● Atividade A:
Copie do texto sobre expressões brasileiras o trecho que vai de "Qualquer tentativa de" até "14 e 15 anos.", incluindo essas palavras.
● Atividade B:
Prossiga com o texto sobre expressões brasileiras a partir do ponto em que ele termina.

O Brasil com toda sua riqueza cultural é pródigo em expressões e gírias. Antes mesmo de aprender o português formal, o vocabulário de qualquer criança está recheado de frases que expressam o cotidiano e a cultura do brasileiro. Qual garoto ou garota não sabe o que significa quando alguém diz: o negócio vai esquentar pro seu lado. Todo mundo já deve ter ouvido: estou tão bonzinho com você hoje.
Qualquer tentativa de descaracterizar expressões que se aprende desde cedo, é uma evidente forma de distorcer significados que são parte do senso comum do brasileiro. Esse preâmbulo serve para chegarmos à frase usada pelo presidente, “pintou um clima”, em referência ao contato que teve com meninas venezuelanas de 14 e 15 anos.
O absurdo do relato tem raízes fortes. Não é novidade que Bolsonaro é machista declarado. O desrespeito pelas mulheres está expresso em toda sua vida como militar e político. Os exemplos vão de homenagens a torturadores, como Brilhante Ustra, que estuprou e espancou mulheres na ditadura; agressões a parlamentares, quando afirmou que a deputada federal Maria do Rosário (PT) não merecia ser estuprada por ser feia; até o extremo de afirmar que a única filha mulher foi decorrente de uma fraquejada.

● Informações da fonte:
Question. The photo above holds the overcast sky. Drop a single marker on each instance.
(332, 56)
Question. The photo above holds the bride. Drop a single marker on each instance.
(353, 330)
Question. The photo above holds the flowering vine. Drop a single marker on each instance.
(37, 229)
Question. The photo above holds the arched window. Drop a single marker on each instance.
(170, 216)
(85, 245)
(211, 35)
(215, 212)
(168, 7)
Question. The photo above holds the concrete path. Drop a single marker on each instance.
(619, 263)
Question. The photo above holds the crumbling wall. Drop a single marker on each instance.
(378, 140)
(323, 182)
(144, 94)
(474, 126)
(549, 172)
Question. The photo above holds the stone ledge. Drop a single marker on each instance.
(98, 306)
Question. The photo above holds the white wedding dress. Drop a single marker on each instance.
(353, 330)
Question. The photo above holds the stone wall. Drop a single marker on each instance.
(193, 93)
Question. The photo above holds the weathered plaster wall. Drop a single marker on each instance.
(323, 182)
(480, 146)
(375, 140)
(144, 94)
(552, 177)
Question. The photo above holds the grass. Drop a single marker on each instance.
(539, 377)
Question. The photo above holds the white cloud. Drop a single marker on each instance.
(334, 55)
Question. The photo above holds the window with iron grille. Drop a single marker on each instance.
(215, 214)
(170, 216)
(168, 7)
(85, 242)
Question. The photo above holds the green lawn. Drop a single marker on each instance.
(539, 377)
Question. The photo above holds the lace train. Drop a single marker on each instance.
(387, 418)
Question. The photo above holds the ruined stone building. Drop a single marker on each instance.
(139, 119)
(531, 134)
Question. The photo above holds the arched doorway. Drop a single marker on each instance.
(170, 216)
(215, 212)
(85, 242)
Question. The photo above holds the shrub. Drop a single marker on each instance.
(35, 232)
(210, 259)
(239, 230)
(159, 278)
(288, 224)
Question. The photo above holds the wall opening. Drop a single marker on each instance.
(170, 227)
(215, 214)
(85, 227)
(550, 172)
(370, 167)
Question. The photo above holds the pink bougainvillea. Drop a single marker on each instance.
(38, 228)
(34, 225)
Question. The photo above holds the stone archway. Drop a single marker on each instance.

● Resposta A:
Qualquer tentativa de descaracterizar expressões que se aprende desde cedo, é uma evidente forma de distorcer significados que são parte do senso comum do brasileiro. Esse preâmbulo serve para chegarmos à frase usada pelo presidente, “pintou um clima”, em referência ao contato que teve com meninas venezuelanas de 14 e 15 anos.

● Resposta B:
A cultura de que as mulheres são pessoas de menor valor que homens está presente na humanidade, com destaque para países com alto nível de desigualdade e forte influência da moral religiosa. Por esse motivo, muitas práticas criminosas de Bolsonaro são aceitas por parcela significativa da sociedade, que entende os motivos no pecado original que é ser mulher.
A mulher é vista como inferior socialmente e toda conduta que de alguma forma fuja dos parâmetros estabelecidos pelos conservadores, será interpretada como uma porta aberta para violências e assédios, independentemente da idade e condição física. Adultas, crianças, deficientes físicas, dopadas numa cirurgia, hospitalizadas, recém-nascidas e até mortas estão passíveis de violações.
É com base nessa moral criminosa que Bolsonaro e sua legião de seguidores julgam a vítima e absolvem o criminoso. Nesse grupo, curiosamente, existem muitas mulheres que reforçam os preconceitos e se portam de forma ainda mais desumana que homens, a exemplo da própria primeira-dama, Michelle Bolsonaro.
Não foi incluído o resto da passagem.